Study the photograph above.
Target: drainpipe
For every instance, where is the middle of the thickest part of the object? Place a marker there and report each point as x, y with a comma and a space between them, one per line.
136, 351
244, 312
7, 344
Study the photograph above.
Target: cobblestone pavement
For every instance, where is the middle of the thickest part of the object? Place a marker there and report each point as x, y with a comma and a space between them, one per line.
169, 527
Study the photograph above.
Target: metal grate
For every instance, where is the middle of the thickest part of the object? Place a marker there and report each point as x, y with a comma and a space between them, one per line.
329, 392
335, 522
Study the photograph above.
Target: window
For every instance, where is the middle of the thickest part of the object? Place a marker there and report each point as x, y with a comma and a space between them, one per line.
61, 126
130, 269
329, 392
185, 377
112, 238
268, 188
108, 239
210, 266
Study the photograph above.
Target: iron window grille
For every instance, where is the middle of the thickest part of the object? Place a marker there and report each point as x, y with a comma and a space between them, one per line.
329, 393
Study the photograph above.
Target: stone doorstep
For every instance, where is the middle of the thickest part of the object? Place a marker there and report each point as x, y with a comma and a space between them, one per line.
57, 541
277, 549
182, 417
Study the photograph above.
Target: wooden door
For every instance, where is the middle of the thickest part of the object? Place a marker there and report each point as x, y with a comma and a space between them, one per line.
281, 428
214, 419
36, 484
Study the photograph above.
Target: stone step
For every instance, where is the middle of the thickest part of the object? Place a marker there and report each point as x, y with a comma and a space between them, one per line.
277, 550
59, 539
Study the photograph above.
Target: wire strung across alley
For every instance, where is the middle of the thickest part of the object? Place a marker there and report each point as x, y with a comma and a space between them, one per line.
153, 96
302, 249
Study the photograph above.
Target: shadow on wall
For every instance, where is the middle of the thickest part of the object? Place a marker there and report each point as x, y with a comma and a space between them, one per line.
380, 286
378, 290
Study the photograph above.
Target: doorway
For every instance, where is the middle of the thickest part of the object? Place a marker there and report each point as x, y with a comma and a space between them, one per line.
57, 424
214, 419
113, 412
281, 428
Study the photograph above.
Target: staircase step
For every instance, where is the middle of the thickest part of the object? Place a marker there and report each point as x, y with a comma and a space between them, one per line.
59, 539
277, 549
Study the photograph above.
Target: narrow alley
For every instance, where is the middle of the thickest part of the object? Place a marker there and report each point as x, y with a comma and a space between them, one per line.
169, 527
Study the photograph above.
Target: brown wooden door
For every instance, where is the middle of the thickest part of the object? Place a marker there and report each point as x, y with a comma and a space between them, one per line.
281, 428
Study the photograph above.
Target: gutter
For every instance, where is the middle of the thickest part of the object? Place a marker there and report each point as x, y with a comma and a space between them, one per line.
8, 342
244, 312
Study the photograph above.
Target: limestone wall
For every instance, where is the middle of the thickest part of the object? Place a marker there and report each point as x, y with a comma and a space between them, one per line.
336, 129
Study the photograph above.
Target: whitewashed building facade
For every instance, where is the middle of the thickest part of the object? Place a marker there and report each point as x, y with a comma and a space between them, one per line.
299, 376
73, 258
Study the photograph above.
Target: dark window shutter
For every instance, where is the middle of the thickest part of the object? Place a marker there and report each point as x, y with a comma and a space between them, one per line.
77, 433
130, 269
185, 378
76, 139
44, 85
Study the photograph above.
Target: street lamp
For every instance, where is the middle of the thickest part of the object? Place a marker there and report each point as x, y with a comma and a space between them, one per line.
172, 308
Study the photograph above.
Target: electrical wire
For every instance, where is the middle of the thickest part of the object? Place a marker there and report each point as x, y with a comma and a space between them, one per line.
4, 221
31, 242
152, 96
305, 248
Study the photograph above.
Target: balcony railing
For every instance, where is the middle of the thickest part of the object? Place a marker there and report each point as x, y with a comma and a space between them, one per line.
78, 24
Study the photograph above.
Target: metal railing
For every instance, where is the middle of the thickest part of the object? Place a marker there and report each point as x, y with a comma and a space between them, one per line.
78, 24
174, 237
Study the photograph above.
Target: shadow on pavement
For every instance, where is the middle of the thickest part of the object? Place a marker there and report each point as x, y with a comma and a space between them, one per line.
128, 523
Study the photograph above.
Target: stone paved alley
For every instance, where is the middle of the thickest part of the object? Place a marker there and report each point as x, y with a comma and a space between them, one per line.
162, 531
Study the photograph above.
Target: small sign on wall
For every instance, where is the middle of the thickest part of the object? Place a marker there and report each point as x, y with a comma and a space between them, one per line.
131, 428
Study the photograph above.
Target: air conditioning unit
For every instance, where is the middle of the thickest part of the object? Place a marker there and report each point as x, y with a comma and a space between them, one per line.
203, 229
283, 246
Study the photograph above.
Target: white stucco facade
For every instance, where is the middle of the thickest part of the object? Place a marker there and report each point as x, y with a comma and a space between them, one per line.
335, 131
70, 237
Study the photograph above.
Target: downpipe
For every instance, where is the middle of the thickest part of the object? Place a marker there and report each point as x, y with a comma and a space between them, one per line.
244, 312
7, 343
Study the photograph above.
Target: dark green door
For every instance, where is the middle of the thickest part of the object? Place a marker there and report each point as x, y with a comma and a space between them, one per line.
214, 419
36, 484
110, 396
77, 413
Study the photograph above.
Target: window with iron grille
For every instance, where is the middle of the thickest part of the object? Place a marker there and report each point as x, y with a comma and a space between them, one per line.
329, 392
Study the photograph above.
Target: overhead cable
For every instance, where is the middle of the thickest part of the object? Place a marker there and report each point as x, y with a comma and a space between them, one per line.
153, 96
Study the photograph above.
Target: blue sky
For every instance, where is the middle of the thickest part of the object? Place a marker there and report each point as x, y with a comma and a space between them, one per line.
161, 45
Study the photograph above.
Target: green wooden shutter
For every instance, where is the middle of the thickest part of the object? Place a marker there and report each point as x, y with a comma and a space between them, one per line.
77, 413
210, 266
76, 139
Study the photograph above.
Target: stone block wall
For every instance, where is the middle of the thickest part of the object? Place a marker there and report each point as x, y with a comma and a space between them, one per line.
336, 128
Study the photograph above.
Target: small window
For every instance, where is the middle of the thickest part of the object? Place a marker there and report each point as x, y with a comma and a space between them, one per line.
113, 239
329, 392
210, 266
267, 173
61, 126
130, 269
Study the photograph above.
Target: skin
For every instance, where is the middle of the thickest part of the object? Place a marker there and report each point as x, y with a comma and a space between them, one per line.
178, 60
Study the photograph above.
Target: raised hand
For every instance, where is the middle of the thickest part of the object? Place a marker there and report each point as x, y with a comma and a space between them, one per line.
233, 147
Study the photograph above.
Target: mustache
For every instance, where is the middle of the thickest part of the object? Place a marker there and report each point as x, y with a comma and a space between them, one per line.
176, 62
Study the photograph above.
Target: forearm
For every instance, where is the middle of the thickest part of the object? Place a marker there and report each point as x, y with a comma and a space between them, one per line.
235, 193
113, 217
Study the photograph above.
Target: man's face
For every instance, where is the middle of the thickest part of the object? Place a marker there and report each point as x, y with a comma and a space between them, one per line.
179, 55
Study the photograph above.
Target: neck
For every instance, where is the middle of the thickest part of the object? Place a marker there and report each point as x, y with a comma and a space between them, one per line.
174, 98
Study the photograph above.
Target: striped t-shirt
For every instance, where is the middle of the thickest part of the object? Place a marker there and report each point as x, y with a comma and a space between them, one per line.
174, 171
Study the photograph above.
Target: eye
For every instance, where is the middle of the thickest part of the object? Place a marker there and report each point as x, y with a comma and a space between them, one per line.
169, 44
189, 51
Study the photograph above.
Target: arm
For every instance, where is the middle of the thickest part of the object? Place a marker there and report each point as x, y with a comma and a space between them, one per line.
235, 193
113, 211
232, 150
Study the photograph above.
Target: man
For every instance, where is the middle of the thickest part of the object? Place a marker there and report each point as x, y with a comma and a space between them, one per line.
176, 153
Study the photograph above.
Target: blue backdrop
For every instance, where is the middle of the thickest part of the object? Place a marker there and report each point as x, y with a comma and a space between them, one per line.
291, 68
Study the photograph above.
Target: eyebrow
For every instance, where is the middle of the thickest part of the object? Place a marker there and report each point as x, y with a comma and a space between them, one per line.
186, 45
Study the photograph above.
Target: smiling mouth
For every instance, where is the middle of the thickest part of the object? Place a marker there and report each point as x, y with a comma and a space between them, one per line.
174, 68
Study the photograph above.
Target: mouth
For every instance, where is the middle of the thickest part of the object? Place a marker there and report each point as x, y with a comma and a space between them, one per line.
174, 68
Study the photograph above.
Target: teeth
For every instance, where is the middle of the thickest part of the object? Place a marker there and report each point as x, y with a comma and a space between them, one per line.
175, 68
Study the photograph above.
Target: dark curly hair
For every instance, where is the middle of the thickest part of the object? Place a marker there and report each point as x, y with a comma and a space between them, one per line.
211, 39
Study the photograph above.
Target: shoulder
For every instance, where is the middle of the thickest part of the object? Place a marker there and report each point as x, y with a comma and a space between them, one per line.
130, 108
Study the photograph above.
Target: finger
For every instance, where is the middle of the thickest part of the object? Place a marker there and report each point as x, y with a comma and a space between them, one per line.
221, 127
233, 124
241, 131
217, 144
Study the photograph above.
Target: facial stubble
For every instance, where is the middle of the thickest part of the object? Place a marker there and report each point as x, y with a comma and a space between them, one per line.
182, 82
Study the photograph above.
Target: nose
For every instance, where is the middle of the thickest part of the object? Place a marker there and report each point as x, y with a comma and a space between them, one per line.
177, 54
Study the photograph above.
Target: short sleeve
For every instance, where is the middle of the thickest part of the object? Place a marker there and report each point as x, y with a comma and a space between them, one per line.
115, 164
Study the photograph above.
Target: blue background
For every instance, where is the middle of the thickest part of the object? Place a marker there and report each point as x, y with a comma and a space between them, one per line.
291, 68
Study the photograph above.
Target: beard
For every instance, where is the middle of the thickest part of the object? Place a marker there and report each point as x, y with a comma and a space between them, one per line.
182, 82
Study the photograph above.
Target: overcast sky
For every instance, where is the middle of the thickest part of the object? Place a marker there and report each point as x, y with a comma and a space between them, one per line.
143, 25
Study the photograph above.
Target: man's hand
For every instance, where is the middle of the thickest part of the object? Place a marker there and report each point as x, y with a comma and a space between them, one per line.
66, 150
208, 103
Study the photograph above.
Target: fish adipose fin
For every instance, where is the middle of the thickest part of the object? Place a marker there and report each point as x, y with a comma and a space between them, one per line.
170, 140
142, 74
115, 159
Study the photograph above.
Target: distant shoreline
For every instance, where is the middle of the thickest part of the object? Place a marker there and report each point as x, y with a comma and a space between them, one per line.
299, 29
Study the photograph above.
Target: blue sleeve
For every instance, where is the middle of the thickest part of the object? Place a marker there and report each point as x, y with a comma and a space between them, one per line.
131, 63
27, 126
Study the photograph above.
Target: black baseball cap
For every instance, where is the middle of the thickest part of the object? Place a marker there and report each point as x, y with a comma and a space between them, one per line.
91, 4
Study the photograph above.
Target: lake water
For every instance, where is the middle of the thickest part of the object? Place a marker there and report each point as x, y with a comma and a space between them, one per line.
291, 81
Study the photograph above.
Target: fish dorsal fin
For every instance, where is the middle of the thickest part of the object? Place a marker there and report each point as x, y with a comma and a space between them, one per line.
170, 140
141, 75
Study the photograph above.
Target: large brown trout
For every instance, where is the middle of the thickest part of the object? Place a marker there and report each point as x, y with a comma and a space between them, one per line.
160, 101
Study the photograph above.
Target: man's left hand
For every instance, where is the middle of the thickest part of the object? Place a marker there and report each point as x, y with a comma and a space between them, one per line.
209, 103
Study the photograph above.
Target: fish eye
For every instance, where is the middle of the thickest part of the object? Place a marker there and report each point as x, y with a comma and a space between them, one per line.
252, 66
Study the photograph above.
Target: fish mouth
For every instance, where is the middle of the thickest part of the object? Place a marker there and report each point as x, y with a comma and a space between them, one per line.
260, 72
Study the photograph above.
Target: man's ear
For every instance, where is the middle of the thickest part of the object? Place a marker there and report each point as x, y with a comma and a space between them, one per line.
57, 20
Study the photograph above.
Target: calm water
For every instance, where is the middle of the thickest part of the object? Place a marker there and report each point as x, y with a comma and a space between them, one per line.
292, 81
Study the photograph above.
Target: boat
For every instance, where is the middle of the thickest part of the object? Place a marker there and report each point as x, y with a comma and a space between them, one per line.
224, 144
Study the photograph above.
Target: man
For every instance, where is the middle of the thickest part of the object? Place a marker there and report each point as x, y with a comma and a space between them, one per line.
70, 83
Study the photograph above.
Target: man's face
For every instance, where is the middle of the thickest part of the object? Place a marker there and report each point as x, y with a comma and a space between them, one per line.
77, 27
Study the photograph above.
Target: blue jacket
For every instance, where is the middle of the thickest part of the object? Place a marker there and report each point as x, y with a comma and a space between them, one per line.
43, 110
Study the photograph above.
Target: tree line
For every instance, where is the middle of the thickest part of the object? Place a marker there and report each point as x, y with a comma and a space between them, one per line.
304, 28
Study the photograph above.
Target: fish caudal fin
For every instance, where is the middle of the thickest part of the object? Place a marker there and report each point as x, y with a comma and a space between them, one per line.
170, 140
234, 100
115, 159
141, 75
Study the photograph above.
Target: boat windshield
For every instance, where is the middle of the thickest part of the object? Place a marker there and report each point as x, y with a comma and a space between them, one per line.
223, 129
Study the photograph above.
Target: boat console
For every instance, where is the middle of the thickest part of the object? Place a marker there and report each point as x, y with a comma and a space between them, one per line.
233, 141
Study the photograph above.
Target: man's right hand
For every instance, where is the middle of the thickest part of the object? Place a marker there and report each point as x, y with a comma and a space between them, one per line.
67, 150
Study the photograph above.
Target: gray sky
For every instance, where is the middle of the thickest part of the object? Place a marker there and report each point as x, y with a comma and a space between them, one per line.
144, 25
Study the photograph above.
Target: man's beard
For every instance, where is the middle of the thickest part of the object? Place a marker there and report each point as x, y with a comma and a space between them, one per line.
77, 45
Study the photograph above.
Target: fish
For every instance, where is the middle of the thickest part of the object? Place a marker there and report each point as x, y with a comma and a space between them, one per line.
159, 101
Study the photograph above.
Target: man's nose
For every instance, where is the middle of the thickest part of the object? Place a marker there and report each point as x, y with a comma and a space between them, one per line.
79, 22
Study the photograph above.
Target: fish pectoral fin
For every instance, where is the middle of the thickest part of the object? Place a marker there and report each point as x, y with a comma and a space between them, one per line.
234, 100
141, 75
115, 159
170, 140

━━━━━━━━

## What to do
How many lines of the entries above contain the word "blue"? Reply with the number alone.

## Solution below
5